*PROBLEM REQUIREMENTS*
Each line from the one containing "pixel 270 107" through the last line of the records below is to be repeated as written, with nothing added.

►

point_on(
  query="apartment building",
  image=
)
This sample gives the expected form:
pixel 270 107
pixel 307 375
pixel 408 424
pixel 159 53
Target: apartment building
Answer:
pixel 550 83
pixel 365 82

◄

*SOLUTION FOR THIS EXERCISE*
pixel 270 107
pixel 307 375
pixel 408 424
pixel 159 53
Target: apartment building
Answer:
pixel 550 83
pixel 365 82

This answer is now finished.